### Task to carry out
The lines running from the one that contains "For every instance of the river water" to the end of the records below are what to reproduce, exactly and without pictures.

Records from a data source

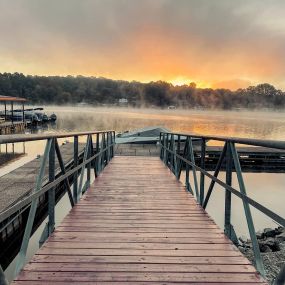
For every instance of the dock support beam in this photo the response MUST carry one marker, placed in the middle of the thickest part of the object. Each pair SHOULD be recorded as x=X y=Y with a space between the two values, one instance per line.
x=75 y=160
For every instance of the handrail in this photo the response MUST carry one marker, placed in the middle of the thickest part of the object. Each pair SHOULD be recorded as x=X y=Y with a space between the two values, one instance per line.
x=170 y=154
x=93 y=157
x=246 y=141
x=35 y=137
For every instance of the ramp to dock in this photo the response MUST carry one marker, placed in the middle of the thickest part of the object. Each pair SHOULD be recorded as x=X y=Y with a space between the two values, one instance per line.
x=138 y=225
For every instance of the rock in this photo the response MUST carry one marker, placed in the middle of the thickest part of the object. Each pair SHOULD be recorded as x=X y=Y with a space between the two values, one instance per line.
x=272 y=243
x=242 y=239
x=264 y=248
x=268 y=232
x=279 y=230
x=281 y=237
x=259 y=235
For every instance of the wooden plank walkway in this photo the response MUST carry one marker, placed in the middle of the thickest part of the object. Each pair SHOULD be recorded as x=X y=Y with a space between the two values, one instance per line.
x=138 y=225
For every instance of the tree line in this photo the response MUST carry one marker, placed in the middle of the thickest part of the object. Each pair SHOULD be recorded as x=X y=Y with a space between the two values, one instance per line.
x=102 y=91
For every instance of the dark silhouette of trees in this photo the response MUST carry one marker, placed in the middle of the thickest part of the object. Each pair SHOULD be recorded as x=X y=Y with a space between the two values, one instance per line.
x=102 y=91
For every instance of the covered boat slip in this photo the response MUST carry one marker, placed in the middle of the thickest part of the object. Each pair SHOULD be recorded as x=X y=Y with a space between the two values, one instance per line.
x=138 y=225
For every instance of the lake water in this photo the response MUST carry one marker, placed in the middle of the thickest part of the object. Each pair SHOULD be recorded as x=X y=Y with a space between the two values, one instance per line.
x=267 y=189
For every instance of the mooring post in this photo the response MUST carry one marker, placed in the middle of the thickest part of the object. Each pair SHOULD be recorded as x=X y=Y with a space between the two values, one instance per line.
x=51 y=192
x=75 y=163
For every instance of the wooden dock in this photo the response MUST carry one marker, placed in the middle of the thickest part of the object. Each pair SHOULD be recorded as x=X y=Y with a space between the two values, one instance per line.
x=252 y=159
x=9 y=127
x=138 y=225
x=18 y=184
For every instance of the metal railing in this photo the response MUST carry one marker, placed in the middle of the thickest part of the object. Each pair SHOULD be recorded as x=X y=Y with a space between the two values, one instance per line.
x=176 y=157
x=95 y=156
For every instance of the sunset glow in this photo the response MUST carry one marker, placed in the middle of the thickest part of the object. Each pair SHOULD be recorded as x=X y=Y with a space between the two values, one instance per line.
x=214 y=43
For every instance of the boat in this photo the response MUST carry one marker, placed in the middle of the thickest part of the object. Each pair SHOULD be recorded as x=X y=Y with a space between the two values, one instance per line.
x=30 y=117
x=148 y=135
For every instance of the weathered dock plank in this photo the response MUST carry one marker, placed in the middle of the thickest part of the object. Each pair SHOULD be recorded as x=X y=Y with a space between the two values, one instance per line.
x=252 y=159
x=138 y=225
x=21 y=181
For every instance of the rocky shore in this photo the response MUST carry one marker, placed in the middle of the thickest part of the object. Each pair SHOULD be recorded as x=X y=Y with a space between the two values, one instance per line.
x=272 y=247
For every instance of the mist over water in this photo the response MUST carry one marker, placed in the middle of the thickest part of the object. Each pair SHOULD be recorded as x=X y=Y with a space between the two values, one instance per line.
x=250 y=124
x=267 y=189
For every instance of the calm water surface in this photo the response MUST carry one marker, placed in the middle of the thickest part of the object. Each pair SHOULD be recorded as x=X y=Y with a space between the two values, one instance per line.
x=268 y=189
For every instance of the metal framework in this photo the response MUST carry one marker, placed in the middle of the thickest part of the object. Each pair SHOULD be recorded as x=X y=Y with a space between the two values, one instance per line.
x=95 y=158
x=175 y=158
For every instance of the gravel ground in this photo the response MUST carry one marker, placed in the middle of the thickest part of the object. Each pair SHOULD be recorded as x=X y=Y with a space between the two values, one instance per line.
x=273 y=261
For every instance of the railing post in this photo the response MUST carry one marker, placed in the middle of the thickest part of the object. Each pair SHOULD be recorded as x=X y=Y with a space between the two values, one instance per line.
x=3 y=280
x=192 y=159
x=81 y=189
x=97 y=158
x=187 y=155
x=228 y=194
x=202 y=176
x=216 y=173
x=30 y=221
x=251 y=229
x=75 y=162
x=51 y=192
x=165 y=155
x=161 y=144
x=89 y=154
x=113 y=143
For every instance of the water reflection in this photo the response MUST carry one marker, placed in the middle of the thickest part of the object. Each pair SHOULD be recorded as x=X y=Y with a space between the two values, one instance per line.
x=265 y=188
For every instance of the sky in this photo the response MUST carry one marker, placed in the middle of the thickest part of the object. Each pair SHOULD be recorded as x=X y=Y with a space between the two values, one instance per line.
x=215 y=43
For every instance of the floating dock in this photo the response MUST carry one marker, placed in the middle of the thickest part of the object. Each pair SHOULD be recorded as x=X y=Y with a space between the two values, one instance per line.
x=7 y=128
x=252 y=159
x=138 y=225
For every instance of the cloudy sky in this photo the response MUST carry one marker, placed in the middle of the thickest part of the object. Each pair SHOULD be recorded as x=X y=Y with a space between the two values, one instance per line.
x=216 y=43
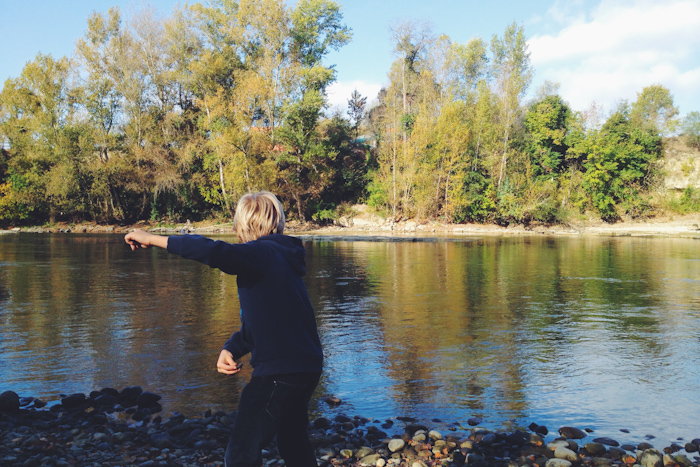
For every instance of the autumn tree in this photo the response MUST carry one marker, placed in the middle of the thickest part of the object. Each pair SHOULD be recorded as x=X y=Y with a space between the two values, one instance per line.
x=356 y=110
x=512 y=74
x=654 y=110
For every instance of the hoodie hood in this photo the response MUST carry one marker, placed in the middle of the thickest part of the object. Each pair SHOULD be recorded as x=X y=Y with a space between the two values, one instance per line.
x=290 y=247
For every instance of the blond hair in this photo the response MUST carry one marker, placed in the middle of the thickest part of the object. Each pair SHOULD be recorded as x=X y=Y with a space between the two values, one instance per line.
x=258 y=214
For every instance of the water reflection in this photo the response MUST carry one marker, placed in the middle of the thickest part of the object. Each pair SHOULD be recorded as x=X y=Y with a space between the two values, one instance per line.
x=588 y=331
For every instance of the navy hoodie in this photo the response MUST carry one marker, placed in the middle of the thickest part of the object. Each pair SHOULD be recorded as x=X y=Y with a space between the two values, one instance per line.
x=278 y=326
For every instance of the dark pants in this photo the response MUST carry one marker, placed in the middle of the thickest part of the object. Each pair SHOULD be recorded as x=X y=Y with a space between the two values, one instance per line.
x=269 y=406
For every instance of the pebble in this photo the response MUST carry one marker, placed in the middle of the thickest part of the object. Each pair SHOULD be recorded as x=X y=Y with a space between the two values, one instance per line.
x=557 y=463
x=569 y=432
x=566 y=454
x=396 y=445
x=125 y=428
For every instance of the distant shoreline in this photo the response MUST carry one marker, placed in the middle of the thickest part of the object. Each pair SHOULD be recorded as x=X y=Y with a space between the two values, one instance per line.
x=677 y=227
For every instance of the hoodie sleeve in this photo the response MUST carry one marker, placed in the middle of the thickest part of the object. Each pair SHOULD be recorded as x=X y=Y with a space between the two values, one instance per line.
x=236 y=259
x=237 y=345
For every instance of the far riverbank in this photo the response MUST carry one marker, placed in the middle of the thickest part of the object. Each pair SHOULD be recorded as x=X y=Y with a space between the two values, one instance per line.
x=678 y=226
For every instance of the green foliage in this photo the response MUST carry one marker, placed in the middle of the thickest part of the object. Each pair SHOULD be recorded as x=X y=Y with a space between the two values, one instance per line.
x=691 y=129
x=618 y=165
x=654 y=110
x=479 y=202
x=175 y=119
x=547 y=122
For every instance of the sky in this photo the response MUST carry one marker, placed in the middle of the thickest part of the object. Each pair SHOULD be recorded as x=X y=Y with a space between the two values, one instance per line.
x=601 y=51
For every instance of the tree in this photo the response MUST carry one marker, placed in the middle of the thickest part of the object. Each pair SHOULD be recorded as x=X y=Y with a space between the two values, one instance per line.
x=618 y=166
x=547 y=122
x=691 y=129
x=356 y=110
x=654 y=110
x=44 y=141
x=512 y=74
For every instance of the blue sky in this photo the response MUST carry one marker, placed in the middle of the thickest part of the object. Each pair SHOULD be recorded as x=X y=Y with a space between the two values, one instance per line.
x=598 y=50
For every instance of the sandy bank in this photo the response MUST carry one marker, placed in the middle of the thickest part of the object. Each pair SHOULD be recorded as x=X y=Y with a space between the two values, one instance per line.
x=368 y=225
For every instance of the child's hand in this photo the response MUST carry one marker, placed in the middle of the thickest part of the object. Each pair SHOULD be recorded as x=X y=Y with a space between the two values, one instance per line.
x=141 y=239
x=226 y=364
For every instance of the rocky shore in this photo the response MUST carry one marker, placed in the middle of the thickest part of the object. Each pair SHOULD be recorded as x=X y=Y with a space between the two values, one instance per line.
x=127 y=428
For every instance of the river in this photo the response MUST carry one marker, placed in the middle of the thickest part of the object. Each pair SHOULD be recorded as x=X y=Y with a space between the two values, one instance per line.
x=593 y=332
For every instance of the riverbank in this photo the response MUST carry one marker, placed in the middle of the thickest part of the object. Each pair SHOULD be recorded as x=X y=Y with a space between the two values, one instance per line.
x=127 y=428
x=368 y=224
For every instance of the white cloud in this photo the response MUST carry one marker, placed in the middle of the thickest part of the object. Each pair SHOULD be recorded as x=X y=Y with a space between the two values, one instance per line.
x=621 y=46
x=339 y=93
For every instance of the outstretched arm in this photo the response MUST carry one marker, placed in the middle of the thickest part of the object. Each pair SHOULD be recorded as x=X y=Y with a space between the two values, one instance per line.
x=142 y=239
x=226 y=364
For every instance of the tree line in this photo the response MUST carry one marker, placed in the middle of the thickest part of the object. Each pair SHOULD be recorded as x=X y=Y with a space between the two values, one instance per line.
x=175 y=118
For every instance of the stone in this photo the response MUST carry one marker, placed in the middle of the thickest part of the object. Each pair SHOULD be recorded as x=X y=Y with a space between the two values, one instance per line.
x=552 y=445
x=557 y=463
x=396 y=444
x=651 y=458
x=595 y=449
x=683 y=461
x=73 y=400
x=569 y=432
x=369 y=460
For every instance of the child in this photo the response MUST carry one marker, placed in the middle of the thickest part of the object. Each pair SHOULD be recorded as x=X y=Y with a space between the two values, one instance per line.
x=278 y=328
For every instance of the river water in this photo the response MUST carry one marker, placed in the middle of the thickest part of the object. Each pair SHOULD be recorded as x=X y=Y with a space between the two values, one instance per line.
x=600 y=333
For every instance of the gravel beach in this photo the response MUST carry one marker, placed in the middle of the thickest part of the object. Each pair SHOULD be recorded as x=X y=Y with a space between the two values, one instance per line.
x=127 y=428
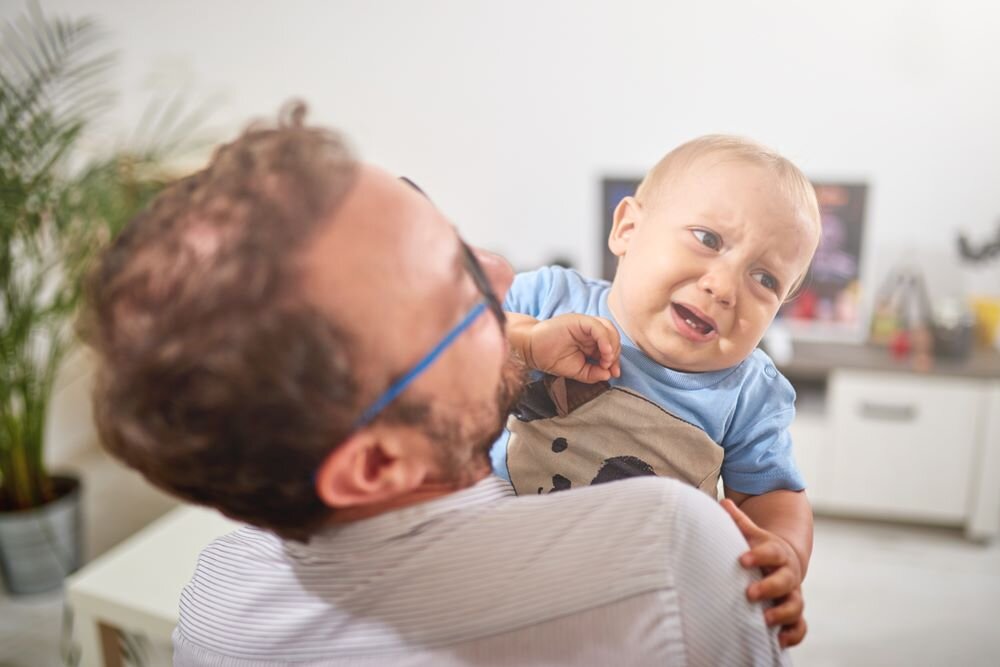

### Solution to the exercise
For every instance of the river water in this photo the response MUST carry one marker, placed in the middle of the thickest part of the object. Each pair SHOULD be recorded as x=X y=Y with a space between the two values, one instance per line.
x=600 y=333
For every instance of the gravel beach in this photo the response MUST carry one marker, placed in the middle of the thickest part of the object. Each pair SHOULD be recorded as x=X y=Y with a space between the two values, one instance per line.
x=127 y=428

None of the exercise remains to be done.